Dataset excerpts:
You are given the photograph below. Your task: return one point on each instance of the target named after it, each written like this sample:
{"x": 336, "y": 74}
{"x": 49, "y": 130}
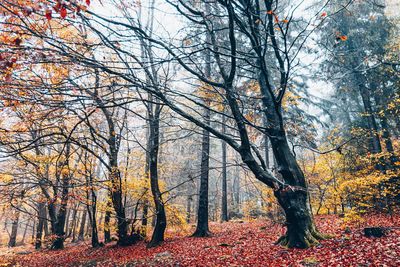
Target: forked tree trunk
{"x": 293, "y": 198}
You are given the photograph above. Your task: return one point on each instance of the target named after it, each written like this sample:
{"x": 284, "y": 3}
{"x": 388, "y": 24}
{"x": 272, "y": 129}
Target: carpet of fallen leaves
{"x": 235, "y": 243}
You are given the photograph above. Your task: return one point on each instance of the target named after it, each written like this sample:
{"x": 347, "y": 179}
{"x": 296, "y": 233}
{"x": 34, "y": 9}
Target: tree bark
{"x": 293, "y": 198}
{"x": 107, "y": 232}
{"x": 161, "y": 220}
{"x": 81, "y": 233}
{"x": 14, "y": 229}
{"x": 202, "y": 228}
{"x": 224, "y": 201}
{"x": 40, "y": 225}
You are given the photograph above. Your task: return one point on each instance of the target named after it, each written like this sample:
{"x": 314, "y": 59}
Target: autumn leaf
{"x": 63, "y": 12}
{"x": 48, "y": 14}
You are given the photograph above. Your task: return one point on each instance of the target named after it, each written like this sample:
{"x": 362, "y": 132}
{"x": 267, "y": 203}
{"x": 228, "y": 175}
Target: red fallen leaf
{"x": 57, "y": 7}
{"x": 48, "y": 14}
{"x": 63, "y": 12}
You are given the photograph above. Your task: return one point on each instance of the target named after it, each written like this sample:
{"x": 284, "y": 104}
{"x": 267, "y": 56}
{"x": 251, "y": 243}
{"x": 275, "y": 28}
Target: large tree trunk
{"x": 14, "y": 229}
{"x": 293, "y": 198}
{"x": 161, "y": 220}
{"x": 202, "y": 228}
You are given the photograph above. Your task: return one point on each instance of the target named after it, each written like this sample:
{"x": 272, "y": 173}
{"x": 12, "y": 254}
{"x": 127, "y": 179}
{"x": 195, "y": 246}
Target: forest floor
{"x": 236, "y": 243}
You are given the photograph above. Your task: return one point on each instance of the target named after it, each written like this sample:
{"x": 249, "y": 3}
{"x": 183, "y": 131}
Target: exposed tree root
{"x": 301, "y": 239}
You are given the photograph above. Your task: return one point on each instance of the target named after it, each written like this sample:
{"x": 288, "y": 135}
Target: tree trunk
{"x": 107, "y": 219}
{"x": 81, "y": 234}
{"x": 224, "y": 201}
{"x": 14, "y": 229}
{"x": 202, "y": 228}
{"x": 73, "y": 226}
{"x": 372, "y": 125}
{"x": 293, "y": 198}
{"x": 188, "y": 208}
{"x": 92, "y": 217}
{"x": 40, "y": 225}
{"x": 154, "y": 138}
{"x": 25, "y": 232}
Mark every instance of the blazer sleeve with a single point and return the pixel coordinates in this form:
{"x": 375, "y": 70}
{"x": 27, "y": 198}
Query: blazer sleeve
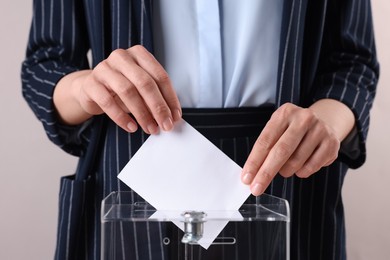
{"x": 57, "y": 46}
{"x": 349, "y": 70}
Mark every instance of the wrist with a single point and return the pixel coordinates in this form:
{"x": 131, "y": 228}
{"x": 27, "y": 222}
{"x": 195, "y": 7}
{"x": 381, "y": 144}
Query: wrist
{"x": 336, "y": 115}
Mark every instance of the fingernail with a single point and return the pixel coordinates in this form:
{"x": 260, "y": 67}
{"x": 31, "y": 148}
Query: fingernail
{"x": 167, "y": 124}
{"x": 132, "y": 127}
{"x": 178, "y": 113}
{"x": 152, "y": 128}
{"x": 247, "y": 178}
{"x": 256, "y": 189}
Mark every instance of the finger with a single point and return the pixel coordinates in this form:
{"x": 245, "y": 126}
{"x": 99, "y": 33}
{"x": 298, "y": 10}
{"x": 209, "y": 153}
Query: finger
{"x": 268, "y": 137}
{"x": 324, "y": 155}
{"x": 148, "y": 62}
{"x": 146, "y": 86}
{"x": 277, "y": 157}
{"x": 302, "y": 153}
{"x": 103, "y": 98}
{"x": 124, "y": 91}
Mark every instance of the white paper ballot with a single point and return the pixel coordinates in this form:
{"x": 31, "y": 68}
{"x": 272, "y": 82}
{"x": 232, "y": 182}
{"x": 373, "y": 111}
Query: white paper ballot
{"x": 181, "y": 170}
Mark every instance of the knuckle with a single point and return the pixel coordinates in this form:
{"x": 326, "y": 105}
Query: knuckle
{"x": 146, "y": 83}
{"x": 105, "y": 101}
{"x": 161, "y": 109}
{"x": 125, "y": 89}
{"x": 137, "y": 48}
{"x": 162, "y": 77}
{"x": 263, "y": 143}
{"x": 293, "y": 164}
{"x": 307, "y": 170}
{"x": 283, "y": 150}
{"x": 118, "y": 53}
{"x": 266, "y": 175}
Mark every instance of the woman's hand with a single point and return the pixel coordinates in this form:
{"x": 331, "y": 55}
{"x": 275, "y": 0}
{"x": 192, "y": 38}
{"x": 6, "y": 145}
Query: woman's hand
{"x": 128, "y": 82}
{"x": 297, "y": 141}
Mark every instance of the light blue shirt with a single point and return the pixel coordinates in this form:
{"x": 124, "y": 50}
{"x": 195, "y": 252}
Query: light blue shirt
{"x": 219, "y": 53}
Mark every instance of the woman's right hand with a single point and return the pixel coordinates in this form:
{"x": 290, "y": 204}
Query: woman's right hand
{"x": 128, "y": 82}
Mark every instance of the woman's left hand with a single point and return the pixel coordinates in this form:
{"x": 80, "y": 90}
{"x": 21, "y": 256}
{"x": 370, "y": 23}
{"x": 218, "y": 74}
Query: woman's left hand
{"x": 297, "y": 141}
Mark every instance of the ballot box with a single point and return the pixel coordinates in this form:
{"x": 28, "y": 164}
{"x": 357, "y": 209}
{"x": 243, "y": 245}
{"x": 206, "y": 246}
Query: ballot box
{"x": 134, "y": 229}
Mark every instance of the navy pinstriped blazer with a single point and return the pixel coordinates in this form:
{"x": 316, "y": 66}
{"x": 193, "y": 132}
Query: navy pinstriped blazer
{"x": 327, "y": 51}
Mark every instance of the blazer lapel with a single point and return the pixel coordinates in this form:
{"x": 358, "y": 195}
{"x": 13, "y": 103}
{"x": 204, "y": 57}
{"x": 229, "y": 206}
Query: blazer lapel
{"x": 290, "y": 57}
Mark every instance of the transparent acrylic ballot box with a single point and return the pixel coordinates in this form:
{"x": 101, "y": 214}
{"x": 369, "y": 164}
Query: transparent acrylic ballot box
{"x": 135, "y": 230}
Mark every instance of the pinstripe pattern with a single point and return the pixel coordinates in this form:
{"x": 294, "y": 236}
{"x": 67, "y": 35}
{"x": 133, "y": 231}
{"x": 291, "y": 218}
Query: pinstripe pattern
{"x": 327, "y": 51}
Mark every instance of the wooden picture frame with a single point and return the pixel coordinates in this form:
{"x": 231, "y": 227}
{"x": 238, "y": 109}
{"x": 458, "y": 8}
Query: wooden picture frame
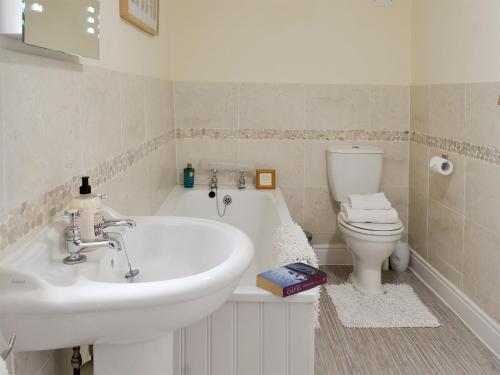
{"x": 144, "y": 14}
{"x": 265, "y": 179}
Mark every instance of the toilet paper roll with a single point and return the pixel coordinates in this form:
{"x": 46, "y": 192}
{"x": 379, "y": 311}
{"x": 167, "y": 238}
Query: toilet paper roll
{"x": 441, "y": 165}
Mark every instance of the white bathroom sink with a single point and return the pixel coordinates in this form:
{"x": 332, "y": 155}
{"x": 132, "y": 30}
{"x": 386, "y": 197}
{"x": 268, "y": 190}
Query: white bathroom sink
{"x": 188, "y": 268}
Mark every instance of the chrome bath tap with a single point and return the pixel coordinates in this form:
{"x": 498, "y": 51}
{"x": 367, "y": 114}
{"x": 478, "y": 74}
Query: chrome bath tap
{"x": 242, "y": 182}
{"x": 75, "y": 244}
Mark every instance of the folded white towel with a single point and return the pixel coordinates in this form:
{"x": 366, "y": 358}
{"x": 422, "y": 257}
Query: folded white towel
{"x": 377, "y": 201}
{"x": 369, "y": 216}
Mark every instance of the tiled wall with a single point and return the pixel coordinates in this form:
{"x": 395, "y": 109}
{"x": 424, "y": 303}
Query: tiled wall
{"x": 454, "y": 221}
{"x": 288, "y": 127}
{"x": 59, "y": 120}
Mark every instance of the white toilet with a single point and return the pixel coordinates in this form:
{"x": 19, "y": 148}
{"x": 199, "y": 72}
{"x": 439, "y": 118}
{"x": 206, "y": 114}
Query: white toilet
{"x": 358, "y": 170}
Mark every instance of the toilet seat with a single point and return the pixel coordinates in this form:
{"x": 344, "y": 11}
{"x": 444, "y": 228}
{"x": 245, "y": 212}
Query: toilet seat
{"x": 373, "y": 229}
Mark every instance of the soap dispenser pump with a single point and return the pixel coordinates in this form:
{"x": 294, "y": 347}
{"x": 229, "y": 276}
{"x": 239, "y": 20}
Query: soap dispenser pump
{"x": 89, "y": 208}
{"x": 189, "y": 176}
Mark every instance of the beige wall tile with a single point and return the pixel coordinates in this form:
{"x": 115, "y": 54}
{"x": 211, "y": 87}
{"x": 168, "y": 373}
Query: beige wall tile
{"x": 162, "y": 174}
{"x": 41, "y": 115}
{"x": 482, "y": 198}
{"x": 446, "y": 240}
{"x": 287, "y": 157}
{"x": 419, "y": 168}
{"x": 446, "y": 270}
{"x": 390, "y": 107}
{"x": 155, "y": 107}
{"x": 483, "y": 114}
{"x": 417, "y": 222}
{"x": 101, "y": 124}
{"x": 132, "y": 110}
{"x": 206, "y": 105}
{"x": 337, "y": 107}
{"x": 320, "y": 211}
{"x": 271, "y": 106}
{"x": 482, "y": 268}
{"x": 294, "y": 198}
{"x": 116, "y": 192}
{"x": 419, "y": 109}
{"x": 195, "y": 150}
{"x": 138, "y": 185}
{"x": 2, "y": 146}
{"x": 395, "y": 171}
{"x": 449, "y": 190}
{"x": 447, "y": 111}
{"x": 168, "y": 104}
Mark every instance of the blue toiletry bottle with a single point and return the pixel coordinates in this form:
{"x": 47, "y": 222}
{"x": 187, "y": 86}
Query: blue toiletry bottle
{"x": 189, "y": 176}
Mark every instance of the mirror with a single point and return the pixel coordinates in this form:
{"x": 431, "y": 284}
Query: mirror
{"x": 66, "y": 26}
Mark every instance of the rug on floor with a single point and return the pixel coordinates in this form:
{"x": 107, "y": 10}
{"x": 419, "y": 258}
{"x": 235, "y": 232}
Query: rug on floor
{"x": 399, "y": 307}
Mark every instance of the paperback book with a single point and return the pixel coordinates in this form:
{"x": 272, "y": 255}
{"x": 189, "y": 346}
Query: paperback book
{"x": 290, "y": 279}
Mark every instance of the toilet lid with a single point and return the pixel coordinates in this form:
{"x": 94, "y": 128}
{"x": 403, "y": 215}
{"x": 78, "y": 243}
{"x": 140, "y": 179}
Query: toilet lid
{"x": 376, "y": 229}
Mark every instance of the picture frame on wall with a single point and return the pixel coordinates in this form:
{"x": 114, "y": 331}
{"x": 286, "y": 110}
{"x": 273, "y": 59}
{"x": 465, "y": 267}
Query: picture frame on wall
{"x": 265, "y": 179}
{"x": 144, "y": 14}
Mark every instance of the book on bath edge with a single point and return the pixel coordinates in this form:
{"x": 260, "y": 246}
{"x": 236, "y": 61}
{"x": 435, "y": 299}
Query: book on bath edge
{"x": 290, "y": 279}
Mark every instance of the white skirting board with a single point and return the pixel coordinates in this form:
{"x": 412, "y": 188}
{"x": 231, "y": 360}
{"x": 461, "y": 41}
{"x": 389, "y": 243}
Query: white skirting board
{"x": 336, "y": 254}
{"x": 249, "y": 338}
{"x": 484, "y": 327}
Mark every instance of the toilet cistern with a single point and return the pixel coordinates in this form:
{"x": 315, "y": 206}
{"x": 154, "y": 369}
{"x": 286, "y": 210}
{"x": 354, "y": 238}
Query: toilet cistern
{"x": 358, "y": 170}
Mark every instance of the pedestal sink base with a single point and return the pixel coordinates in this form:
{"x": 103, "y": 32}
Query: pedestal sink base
{"x": 146, "y": 358}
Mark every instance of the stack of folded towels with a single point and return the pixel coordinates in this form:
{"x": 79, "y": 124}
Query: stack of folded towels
{"x": 370, "y": 208}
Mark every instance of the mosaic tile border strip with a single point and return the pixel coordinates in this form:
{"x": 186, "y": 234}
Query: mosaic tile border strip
{"x": 42, "y": 210}
{"x": 483, "y": 153}
{"x": 295, "y": 134}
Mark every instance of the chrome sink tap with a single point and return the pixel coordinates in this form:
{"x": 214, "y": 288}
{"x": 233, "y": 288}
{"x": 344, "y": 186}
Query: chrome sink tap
{"x": 213, "y": 182}
{"x": 75, "y": 244}
{"x": 129, "y": 223}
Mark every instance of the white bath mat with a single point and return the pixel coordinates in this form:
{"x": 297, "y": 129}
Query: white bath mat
{"x": 399, "y": 307}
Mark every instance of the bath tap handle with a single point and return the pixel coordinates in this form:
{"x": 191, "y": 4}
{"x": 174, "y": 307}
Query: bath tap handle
{"x": 6, "y": 352}
{"x": 242, "y": 181}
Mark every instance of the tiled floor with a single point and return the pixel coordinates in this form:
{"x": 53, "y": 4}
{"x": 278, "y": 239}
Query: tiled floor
{"x": 450, "y": 349}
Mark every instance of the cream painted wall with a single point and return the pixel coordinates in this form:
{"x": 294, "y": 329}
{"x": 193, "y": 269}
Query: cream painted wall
{"x": 456, "y": 41}
{"x": 310, "y": 41}
{"x": 127, "y": 49}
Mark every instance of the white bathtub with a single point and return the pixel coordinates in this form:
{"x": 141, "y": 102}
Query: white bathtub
{"x": 255, "y": 332}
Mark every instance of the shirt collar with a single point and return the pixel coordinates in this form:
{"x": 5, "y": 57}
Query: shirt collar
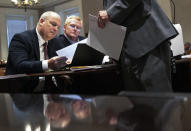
{"x": 71, "y": 41}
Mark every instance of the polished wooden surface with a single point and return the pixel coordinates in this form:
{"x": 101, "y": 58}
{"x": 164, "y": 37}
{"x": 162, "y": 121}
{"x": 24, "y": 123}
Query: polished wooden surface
{"x": 130, "y": 110}
{"x": 92, "y": 79}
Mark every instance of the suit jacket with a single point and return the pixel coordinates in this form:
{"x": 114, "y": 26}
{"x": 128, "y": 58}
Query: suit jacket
{"x": 24, "y": 57}
{"x": 147, "y": 25}
{"x": 59, "y": 42}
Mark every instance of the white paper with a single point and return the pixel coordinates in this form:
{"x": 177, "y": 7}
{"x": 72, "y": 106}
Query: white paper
{"x": 108, "y": 40}
{"x": 69, "y": 51}
{"x": 177, "y": 43}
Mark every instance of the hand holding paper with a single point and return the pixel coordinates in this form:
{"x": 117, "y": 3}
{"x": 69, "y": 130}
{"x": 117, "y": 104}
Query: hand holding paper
{"x": 57, "y": 62}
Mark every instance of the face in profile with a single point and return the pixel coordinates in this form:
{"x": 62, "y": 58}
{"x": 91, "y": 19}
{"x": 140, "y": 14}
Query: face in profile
{"x": 80, "y": 109}
{"x": 50, "y": 27}
{"x": 57, "y": 115}
{"x": 72, "y": 29}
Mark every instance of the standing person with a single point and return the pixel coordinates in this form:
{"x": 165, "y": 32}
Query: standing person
{"x": 145, "y": 56}
{"x": 72, "y": 28}
{"x": 27, "y": 52}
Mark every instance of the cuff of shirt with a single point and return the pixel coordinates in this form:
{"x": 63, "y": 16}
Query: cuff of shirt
{"x": 45, "y": 65}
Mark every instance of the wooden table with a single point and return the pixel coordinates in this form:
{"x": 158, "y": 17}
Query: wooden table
{"x": 94, "y": 79}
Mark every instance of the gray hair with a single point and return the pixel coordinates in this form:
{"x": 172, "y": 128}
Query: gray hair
{"x": 47, "y": 14}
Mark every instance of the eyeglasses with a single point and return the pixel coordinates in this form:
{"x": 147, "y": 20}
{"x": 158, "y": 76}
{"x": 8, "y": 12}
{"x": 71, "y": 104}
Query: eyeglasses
{"x": 74, "y": 26}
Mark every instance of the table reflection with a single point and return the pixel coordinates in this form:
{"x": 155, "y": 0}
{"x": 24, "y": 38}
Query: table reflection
{"x": 38, "y": 112}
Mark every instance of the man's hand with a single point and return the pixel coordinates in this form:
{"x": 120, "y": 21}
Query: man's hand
{"x": 57, "y": 62}
{"x": 103, "y": 18}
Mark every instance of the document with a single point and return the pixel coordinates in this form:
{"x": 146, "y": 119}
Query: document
{"x": 69, "y": 51}
{"x": 108, "y": 40}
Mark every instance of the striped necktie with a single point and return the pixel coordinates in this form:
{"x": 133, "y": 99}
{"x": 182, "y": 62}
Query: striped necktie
{"x": 45, "y": 51}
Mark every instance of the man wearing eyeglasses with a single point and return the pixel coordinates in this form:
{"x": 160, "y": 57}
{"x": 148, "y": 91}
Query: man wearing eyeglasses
{"x": 72, "y": 28}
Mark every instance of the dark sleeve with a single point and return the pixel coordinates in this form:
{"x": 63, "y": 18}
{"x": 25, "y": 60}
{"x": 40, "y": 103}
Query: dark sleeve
{"x": 22, "y": 56}
{"x": 121, "y": 9}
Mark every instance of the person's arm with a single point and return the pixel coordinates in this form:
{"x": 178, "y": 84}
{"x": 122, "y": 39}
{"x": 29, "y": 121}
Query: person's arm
{"x": 121, "y": 9}
{"x": 117, "y": 12}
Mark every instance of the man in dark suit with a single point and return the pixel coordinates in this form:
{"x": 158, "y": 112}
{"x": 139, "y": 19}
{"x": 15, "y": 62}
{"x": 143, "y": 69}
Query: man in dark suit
{"x": 145, "y": 56}
{"x": 72, "y": 28}
{"x": 28, "y": 54}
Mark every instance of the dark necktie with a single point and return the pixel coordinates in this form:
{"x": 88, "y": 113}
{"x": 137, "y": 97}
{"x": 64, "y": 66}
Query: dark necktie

Exercise brief:
Copy range, inclusive: the line holding "Mark every instance of the man's" to the line holding "Mark every instance of the document". Reproduce exactly those lines of the records above and no others.

Result for this exercise:
Mark every instance of the man's hand with a single point and return the pixel coordinates in this form:
{"x": 120, "y": 21}
Query: man's hand
{"x": 57, "y": 62}
{"x": 103, "y": 18}
Mark every instance of the document with a single point and return the pixel coordinates in this form:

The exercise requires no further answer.